**Ausgangstext:**

———

Malanik kritisiert die einseitige Belastung europäischer Airlines. | © AI Austria
Auch wenn nur rund ein Prozent der weltweiten Frachttonnage über den Luftweg transportiert wird, steht dieses Prozent für rund ein Drittel des globalen Warenwerts. „Jeden Tag fliegen Waren im Wert von 18,6 Milliarden USD per Luftfracht“, so Peter Malanik, Geschäftsführer des Dachverbandes Luftfahrt AI Austria. Die Luftfracht habe sich in der Pandemie als besonders widerstandsfähig erwiesen. Bereits ein gutes halbes Jahr nach Ausbruch von COVID-19 lag das Transportvolumen wieder auf Vor-Pandemie-Niveau – deutlich schneller als im Passagierverkehr, der über fünf Jahre zur Erholung brauchte.
Ein Grund für diese Resilienz: Luftfracht ist nicht auf Straßen, Schienen oder Kanäle angewiesen. Sie kommt mit minimaler Infrastruktur aus. Zudem hat die Pandemie ins Bewusstsein gerufen, dass mehr als die Hälfte der Luftfracht in den Laderäumen von Passagierflugzeugen transportiert wird.

———

**Datensätze:**

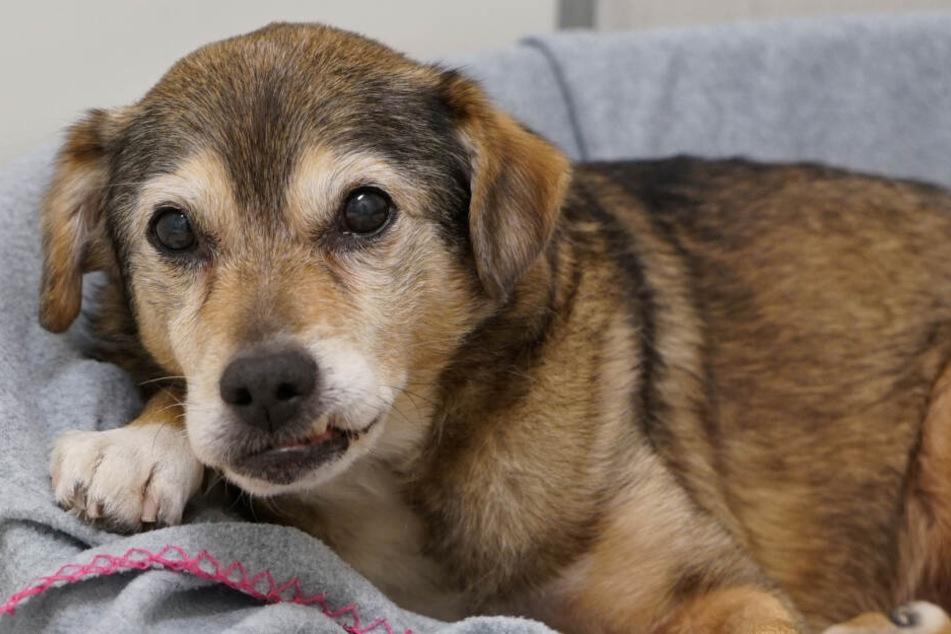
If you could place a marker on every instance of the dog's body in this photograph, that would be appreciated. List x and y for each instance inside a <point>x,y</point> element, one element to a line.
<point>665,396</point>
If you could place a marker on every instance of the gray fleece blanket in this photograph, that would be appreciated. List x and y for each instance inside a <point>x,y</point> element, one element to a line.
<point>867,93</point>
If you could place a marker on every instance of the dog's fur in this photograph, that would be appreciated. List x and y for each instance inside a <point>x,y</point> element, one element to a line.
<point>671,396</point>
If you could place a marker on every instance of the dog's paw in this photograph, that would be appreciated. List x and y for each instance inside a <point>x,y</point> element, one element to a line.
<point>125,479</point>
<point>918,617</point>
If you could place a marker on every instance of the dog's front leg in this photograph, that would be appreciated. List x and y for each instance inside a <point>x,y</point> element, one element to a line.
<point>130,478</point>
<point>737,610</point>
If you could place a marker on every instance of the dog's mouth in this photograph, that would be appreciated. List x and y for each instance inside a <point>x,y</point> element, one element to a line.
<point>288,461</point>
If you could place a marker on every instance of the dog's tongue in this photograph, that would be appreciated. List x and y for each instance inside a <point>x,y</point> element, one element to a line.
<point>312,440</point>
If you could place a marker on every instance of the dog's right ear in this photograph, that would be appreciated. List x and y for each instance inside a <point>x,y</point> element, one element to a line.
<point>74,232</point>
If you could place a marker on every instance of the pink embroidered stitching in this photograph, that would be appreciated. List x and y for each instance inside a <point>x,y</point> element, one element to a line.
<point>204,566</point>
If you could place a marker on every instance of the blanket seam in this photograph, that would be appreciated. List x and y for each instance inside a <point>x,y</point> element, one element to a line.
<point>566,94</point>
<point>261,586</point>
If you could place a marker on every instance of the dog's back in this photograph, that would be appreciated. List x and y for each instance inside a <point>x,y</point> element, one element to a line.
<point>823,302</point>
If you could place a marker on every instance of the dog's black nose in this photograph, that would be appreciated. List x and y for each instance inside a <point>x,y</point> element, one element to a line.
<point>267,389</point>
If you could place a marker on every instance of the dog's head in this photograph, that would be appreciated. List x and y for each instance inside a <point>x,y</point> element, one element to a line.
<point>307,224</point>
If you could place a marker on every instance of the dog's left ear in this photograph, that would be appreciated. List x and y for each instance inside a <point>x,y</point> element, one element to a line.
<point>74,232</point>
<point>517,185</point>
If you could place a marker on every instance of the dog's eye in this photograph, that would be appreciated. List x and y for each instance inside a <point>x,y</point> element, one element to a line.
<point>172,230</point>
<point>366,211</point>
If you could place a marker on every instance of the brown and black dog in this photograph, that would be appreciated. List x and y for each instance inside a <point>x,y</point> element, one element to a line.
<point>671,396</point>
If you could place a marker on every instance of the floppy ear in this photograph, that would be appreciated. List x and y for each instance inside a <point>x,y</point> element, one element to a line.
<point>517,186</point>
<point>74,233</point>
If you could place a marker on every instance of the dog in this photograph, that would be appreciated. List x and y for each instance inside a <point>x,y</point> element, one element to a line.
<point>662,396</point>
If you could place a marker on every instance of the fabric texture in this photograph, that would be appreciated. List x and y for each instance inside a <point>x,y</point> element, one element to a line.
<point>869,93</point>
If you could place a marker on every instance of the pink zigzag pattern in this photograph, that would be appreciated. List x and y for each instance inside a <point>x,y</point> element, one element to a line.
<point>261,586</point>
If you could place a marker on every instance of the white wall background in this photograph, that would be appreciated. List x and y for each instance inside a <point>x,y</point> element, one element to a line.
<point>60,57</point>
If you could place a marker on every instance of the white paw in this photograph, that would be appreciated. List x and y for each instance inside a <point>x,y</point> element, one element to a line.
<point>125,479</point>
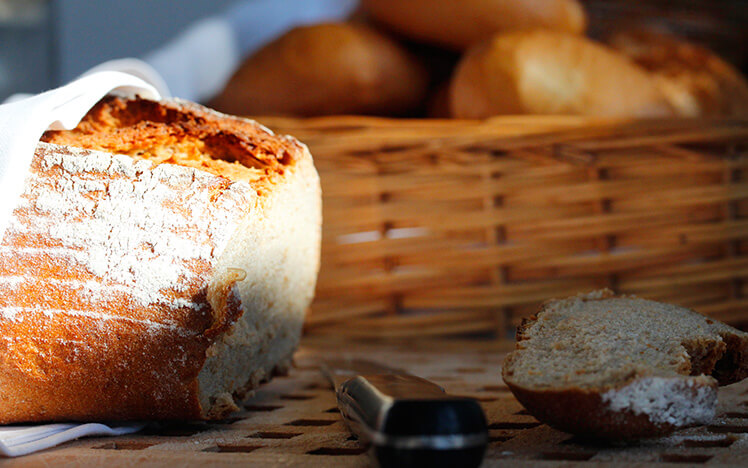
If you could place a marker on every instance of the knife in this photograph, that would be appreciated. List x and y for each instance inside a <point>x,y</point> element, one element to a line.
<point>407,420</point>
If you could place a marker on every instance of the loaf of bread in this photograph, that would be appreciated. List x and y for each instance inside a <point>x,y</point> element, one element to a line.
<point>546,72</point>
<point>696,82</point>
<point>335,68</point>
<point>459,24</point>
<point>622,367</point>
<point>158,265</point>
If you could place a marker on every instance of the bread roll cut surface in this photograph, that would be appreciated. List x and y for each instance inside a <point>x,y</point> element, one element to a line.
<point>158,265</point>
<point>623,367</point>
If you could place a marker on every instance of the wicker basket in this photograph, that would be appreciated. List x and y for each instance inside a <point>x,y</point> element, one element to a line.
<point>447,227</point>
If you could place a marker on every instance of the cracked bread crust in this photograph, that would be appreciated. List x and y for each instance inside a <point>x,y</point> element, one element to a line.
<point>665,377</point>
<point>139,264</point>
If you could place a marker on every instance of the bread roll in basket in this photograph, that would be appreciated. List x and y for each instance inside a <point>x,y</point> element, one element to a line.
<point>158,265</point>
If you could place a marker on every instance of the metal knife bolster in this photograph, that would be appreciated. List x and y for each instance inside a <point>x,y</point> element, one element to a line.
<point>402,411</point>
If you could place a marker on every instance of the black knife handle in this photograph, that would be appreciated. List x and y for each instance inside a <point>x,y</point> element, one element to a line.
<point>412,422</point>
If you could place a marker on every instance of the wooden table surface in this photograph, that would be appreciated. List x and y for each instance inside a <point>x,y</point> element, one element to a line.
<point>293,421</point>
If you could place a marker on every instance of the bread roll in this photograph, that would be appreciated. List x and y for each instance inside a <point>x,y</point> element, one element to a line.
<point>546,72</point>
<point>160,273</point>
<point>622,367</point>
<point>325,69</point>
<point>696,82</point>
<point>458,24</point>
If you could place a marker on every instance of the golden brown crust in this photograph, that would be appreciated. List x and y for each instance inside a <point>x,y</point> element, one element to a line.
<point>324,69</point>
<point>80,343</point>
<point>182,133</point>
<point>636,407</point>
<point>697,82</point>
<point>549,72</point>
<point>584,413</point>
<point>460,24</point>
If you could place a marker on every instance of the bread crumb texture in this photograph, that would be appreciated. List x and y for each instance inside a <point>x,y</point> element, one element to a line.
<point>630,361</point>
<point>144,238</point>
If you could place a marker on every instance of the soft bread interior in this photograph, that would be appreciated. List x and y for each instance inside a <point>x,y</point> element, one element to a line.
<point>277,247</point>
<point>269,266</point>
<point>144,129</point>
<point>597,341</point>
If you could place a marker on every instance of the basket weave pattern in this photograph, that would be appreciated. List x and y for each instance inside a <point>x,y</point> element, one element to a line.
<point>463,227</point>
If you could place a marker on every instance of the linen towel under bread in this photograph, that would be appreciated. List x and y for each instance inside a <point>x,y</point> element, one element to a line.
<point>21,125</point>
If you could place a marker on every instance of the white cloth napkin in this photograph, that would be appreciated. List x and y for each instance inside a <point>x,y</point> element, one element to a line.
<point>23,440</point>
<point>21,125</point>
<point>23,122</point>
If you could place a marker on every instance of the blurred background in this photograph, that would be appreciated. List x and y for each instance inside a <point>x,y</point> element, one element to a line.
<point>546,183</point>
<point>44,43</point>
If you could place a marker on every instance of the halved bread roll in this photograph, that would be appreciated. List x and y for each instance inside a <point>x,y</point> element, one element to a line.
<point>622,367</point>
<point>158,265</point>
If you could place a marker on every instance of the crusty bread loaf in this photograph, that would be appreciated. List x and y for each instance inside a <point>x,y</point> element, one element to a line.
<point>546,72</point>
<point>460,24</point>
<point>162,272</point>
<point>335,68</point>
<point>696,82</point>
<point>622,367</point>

———

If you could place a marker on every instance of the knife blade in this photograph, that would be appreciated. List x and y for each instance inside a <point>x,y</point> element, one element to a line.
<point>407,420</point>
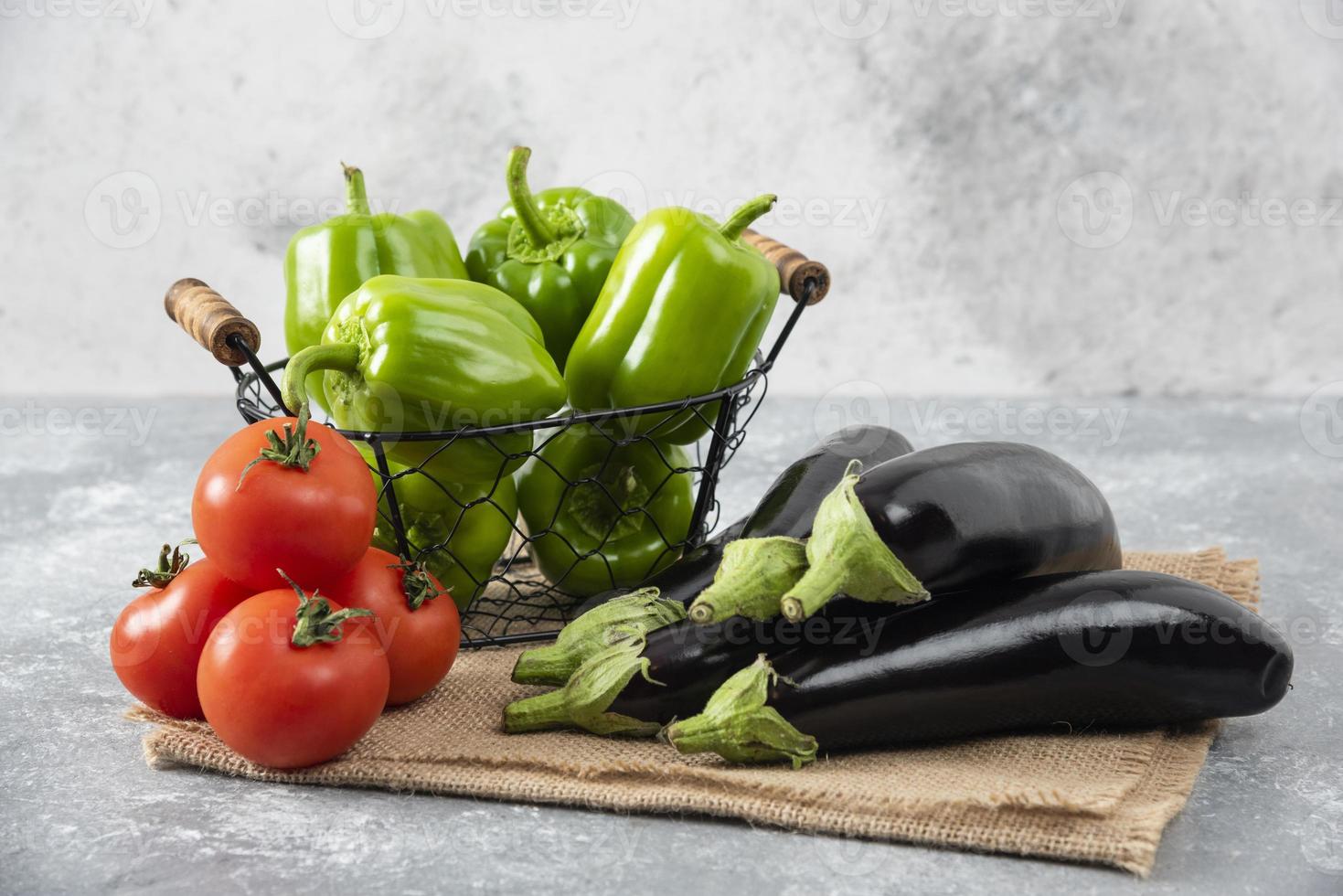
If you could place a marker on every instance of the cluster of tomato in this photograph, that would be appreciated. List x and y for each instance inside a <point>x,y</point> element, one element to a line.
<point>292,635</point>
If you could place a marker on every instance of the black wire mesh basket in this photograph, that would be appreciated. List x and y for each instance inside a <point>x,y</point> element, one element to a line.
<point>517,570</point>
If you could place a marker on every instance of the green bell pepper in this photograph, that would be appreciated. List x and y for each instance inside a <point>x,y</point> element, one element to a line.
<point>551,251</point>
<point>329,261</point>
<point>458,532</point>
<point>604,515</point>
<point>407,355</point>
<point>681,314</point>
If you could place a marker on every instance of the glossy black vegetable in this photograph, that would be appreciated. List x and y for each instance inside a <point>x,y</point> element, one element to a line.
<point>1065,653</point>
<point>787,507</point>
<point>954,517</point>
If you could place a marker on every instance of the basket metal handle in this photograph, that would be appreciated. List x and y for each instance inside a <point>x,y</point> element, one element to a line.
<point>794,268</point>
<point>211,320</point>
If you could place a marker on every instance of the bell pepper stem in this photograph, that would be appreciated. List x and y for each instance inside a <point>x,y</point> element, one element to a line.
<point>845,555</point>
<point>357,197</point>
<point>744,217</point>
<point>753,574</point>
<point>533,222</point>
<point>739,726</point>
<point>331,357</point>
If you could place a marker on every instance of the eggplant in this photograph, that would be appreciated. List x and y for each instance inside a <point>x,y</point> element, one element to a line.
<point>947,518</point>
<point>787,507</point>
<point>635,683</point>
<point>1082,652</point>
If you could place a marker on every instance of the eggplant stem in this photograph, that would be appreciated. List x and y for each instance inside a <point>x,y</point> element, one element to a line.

———

**Arbeitsanweisungen:**
1. Wie lange brauchte der Passagierverkehr laut dem Text über die Luftfracht, um sich nach der Pandemie zu erholen?
2. Setzen Sie den Text über die Luftfracht im Anschluss an seinen letzten Satz fort.

**Lösungen:**
1. Über fünf Jahre.

2.
Hohe Frachtraten
Wenn Passagierflugzeuge am Boden bleiben, fehlt ein Großteil der Frachtraumkapazitäten. Das zeigte sich deutlich in der Pandemie. Zwar liegt der weltweite Ladefaktor im Frachtbereich nur bei 43,9 Prozent, doch Frachtraten stiegen in der Pandemie stark an – und blieben auch danach auf hohem Niveau. „2024 war ein gutes Jahr für die weltweite Luftfracht“, sagt Malanik. Die monatlichen Wachstumsraten lagen stets im zweistelligen Bereich, die Yields lagen um ein Drittel über dem Niveau von 2019. Auch wenn 2025 laut Experten etwas moderater verlaufen könnte, hat sich die Wirtschaftlichkeit im Luftfrachtgeschäft strukturell verbessert.
Haupttreiber des Booms ist der Onlinehandel. „In erster Linie kommt das Wachstum aus dem Paketfrachtgeschäft“, so Malanik. Bereits heute macht Paketfracht ein Fünftel des Luftfrachtvolumens aus – bis 2027 dürfte es ein Drittel sein. Prognosen zufolge werden dann jährlich Pakete im Wert von 8.000 Milliarden US-Dollar per Luftfracht bewegt.
Europas Rolle schrumpft
Trotz globalem Wachstum verliert Europa an Bedeutung im Luftfrachtmarkt. Der Weltmarktanteil liegt nur noch bei 21 Prozent – im Passagierbereich sind es immerhin 27 Prozent. Zum Vergleich: Noch vor wenigen Jahren trug Europa ein Drittel zum Weltluftverkehr bei. Das Wachstum hinkt hinterher: Im Jänner 2025 lag das Kapazitätsplus in Europa bei nur 3,5 Prozent, gleichzeitig sank der Ladefaktor um 1,2 Prozent. In Asien hingegen wuchs das Luftfrachtvolumen im selben Zeitraum um elf Prozent.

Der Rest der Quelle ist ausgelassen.